Gather each line of the data below that contains the string "xmin".

|---|

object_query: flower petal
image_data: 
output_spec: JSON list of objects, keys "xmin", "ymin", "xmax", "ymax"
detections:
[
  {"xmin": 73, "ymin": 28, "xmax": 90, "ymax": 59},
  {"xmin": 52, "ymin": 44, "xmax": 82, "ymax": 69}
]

|---|

▶ **Answer for the task**
output_spec: JSON list of objects, keys "xmin", "ymin", "xmax", "ymax"
  {"xmin": 73, "ymin": 28, "xmax": 90, "ymax": 59},
  {"xmin": 52, "ymin": 44, "xmax": 82, "ymax": 69}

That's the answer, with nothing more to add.